__Short problem a__:
Please reproduce word for word the passage of the court opinion starting with "No. 529, Docket" and going on through "N.Y., for defendants-appellees.".
═══ Selected passage
865 F.2d 498 (2nd Cir. 1989), 529, Fennell v. TLB Kent Co.

Docket Nº:529, Docket 87-7617.
Citation:865 F.2d 498
Party Name:12 Fed.R.Serv.3d 1387 Louis FENNELL, Plaintiff-Appellant, v. TLB KENT COMPANY and Joseph Pietryka, Defendants-Appellees.
Case Date:January 10, 1989
Court:United States Courts of Appeals, Court of Appeals for the Second Circuit

Page 498

865 F.2d 498 (2nd Cir. 1989)

12 Fed.R.Serv.3d 1387

Louis FENNELL, Plaintiff-Appellant,


TLB KENT COMPANY and Joseph Pietryka, Defendants-Appellees.

No. 529, Docket 87-7617.

United States Court of Appeals, Second Circuit

January 10, 1989

Submitted Jan. 26, 1988.

Page 499

Darrin Berger, Huntington, N.Y., for plaintiff-appellant.

Eugene F. Frink, Pawling, N.Y., for defendants-appellees.

Before FEINBERG, MESKILL and MAHONEY, Circuit Judges.

MAHONEY, Circuit Judge:

This is an appeal from a final judgment of the United States District Court for the Southern District of New York, Louis L. Stanton, Judge, entered on June 16, 1987 which dismissed plaintiff's action and approved a $10,000 settlement agreement. 1 The attorneys for the parties negotiated a settlement and reported it to the court by telephone. Based on this conference call, the district court entered an order on January 20, 1987 which dismissed the action with prejudice, but provided that "within sixty days of the date of this order any party may apply by letter for restoration of the action to the calendar of the undersigned." Plaintiff's counsel requested that the action be restored to the calendar on March 20, 1987. After a hearing on June 16, 1987, the district court dismissed the action and approved the settlement, finding that plaintiff's attorney had had apparent authority to settle the case and plaintiff was accordingly bound by the settlement agreement.

We reverse and remand.

Page 500


Plaintiff-appellant Louis Fennell commenced this action in the United States District Court for the Southern District of New York on January 7, 1985 against his employer, 2 alleging wrongful discharge because of his race and age in violation of 42 U.S.C. Sec. 1981 (1982). Fennell was represented by C. Vernon Mason and several of his associates, including Fred K. Brewington.
══════
__Short problem b__:
Collect every line of the records below that contains the string "locate". Case counts.
═══ Listing
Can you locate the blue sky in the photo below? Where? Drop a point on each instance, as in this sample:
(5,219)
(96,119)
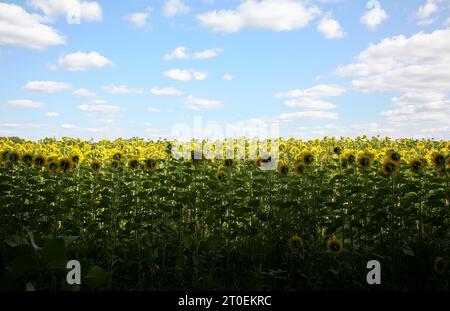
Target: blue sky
(108,69)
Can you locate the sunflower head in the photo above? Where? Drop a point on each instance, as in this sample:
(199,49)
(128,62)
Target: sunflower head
(13,156)
(27,158)
(337,150)
(39,160)
(393,155)
(307,158)
(65,165)
(221,175)
(283,169)
(438,160)
(52,166)
(334,246)
(133,163)
(150,164)
(95,166)
(389,167)
(417,165)
(365,160)
(300,168)
(439,265)
(295,243)
(75,159)
(228,162)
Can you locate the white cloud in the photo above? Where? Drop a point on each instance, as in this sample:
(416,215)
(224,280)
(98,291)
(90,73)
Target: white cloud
(309,103)
(319,91)
(374,17)
(185,75)
(84,93)
(194,103)
(277,15)
(139,19)
(46,86)
(52,114)
(182,53)
(179,53)
(401,64)
(101,108)
(24,104)
(330,28)
(81,61)
(68,126)
(18,27)
(308,115)
(75,11)
(425,12)
(206,54)
(167,91)
(121,89)
(228,77)
(175,7)
(153,109)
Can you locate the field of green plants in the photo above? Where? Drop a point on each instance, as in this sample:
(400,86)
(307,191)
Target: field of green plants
(136,219)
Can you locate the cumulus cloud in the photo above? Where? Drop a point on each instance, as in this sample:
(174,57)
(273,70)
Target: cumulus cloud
(81,61)
(425,13)
(228,77)
(310,99)
(24,104)
(75,11)
(46,86)
(194,103)
(185,75)
(174,8)
(374,17)
(277,15)
(20,28)
(330,28)
(182,53)
(139,19)
(121,89)
(84,93)
(166,91)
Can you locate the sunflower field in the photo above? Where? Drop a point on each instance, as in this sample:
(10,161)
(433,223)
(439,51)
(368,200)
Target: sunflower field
(138,219)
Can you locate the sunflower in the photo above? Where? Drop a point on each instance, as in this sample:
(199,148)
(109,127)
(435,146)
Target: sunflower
(307,158)
(96,165)
(334,246)
(75,159)
(365,160)
(295,243)
(394,155)
(13,156)
(227,162)
(337,150)
(66,165)
(439,265)
(52,165)
(133,163)
(417,165)
(283,169)
(150,164)
(221,175)
(438,160)
(299,168)
(349,157)
(39,160)
(389,167)
(27,158)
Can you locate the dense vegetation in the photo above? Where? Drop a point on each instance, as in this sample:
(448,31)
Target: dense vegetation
══════
__Exercise answer a__:
No. 529, Docket 87-7617.

United States Court of Appeals, Second Circuit

January 10, 1989

Submitted Jan. 26, 1988.

Page 499

Darrin Berger, Huntington, N.Y., for plaintiff-appellant.

Eugene F. Frink, Pawling, N.Y., for defendants-appellees.

__Exercise answer b__:
Can you locate the blue sky in the photo below? Where? Drop a point on each instance, as in this sample:
Can you locate the sunflower head in the photo above? Where? Drop a point on each instance, as in this sample:
Can you locate the white cloud in the photo above? Where? Drop a point on each instance, as in this sample:
Can you locate the field of green plants in the photo above? Where? Drop a point on each instance, as in this sample:
Can you locate the cumulus cloud in the photo above? Where? Drop a point on each instance, as in this sample:
Can you locate the sunflower field in the photo above? Where? Drop a point on each instance, as in this sample:
Can you locate the sunflower in the photo above? Where? Drop a point on each instance, as in this sample:
Can you locate the dense vegetation in the photo above? Where? Drop a point on each instance, as in this sample:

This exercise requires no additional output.